TO DO:
• A. Answer these questions using the article on the MChip influenza test:
(i) Which company holds the worldwide license to make and distribute the MChip?
(ii) From which genes does the MChip exclusively use sequences?
(iii) To date, how many different H5N1 flu strains has the MChip correctly identified?
• B. Reproduce word for word everything in the article on the MChip influenza test from "According to Quidel, the" down to "reconfiguration, Quidel said.".

EXCERPT PROVIDED:
'''
By Colleen Taylor -- Electronic News, 1/5/2007

The best weapon against potential pandemics like avian flu could indeed prove to be a computer chip. A microarray-based influenza detection technology, dubbed "MChip," has been developed by scientists at the University of Colorado in close collaboration with the U.S. Centers for Disease Control and Prevention (CDC), and could soon be standard at medical clinics worldwide.

Holding the worldwide license to make and distribute the MChip is Quidel Corp., a San Diego-based provider of rapid point-of-care (POC) diagnostic tests. Quidel said its intent is to develop and market molecular-based diagnostic tests featuring the MChip for use in pandemic surveillance, as a tool for the clinical laboratory and at the point-of-care in the physician office laboratory.

According to Quidel, the MChip offers several advantages over current molecular-based arrays for the detection of influenza viruses, including the recently disclosed FluChip developed by the same research team at the University of Colorado at Boulder and the CDC. While the majority of molecular-based arrays use sequences from three influenza genes -- hemagglutinin (HA), neuraminidase (NA) and matrix (M)-- the MChip exclusively exploits sequences from the matrix genes. Unlike HA and NA, which mutate constantly, the M gene segment is more conserved. A diagnostic test based on this relatively stable gene segment should be more robust because it will continue to provide accurate results even as the HA and NA genes mutate and will require less frequent reconfiguration, Quidel said.

In addition, Quidel said, current molecular tests provide only information about the type of virus present in a single sample. The MChip offers the advantage of simultaneously typing and subtyping the flu virus in a single procedure, avoiding the need for additional subtyping of the virus.

The MChip has been validated in collaboration with the CDC by testing H5N1 samples collected over a three-year period from people and animals around the world and to date has correctly identified 24 different H5N1 flu strains at 97 percent sensitivity and 100 percent specificity, with no reported false positives, Quidel said.

"This new technology, once manufactured and distributed, could have the potential to revolutionize the way laboratories test for influenza," Dr. Nancy Cox, director of the influenza division of the CDC, said in a statement. "The MChip could enable more scientists and physicians, possibly even those working in remote places, to more quickly test for H5N1 and to accurately identify the specific strain and its features."
'''
AVAILABLE DATA:
'''
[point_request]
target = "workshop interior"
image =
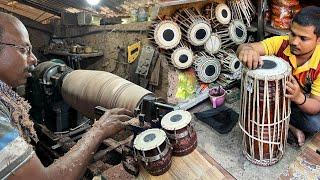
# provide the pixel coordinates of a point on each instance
(174, 64)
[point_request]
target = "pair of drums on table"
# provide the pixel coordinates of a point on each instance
(155, 147)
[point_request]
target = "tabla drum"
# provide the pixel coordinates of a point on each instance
(265, 111)
(229, 61)
(153, 148)
(223, 13)
(235, 34)
(182, 136)
(182, 57)
(208, 68)
(196, 28)
(167, 34)
(213, 44)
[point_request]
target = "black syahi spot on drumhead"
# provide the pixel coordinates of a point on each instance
(176, 118)
(267, 64)
(150, 137)
(168, 35)
(239, 32)
(201, 34)
(210, 70)
(237, 65)
(183, 58)
(224, 13)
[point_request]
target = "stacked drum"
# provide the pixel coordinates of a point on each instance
'''
RESULTS FOR THE EXERCISE:
• A.
(i) Quidel Corp.
(ii) The matrix (M) genes.
(iii) 24.

• B.
According to Quidel, the MChip offers several advantages over current molecular-based arrays for the detection of influenza viruses, including the recently disclosed FluChip developed by the same research team at the University of Colorado at Boulder and the CDC. While the majority of molecular-based arrays use sequences from three influenza genes -- hemagglutinin (HA), neuraminidase (NA) and matrix (M)-- the MChip exclusively exploits sequences from the matrix genes. Unlike HA and NA, which mutate constantly, the M gene segment is more conserved. A diagnostic test based on this relatively stable gene segment should be more robust because it will continue to provide accurate results even as the HA and NA genes mutate and will require less frequent reconfiguration, Quidel said.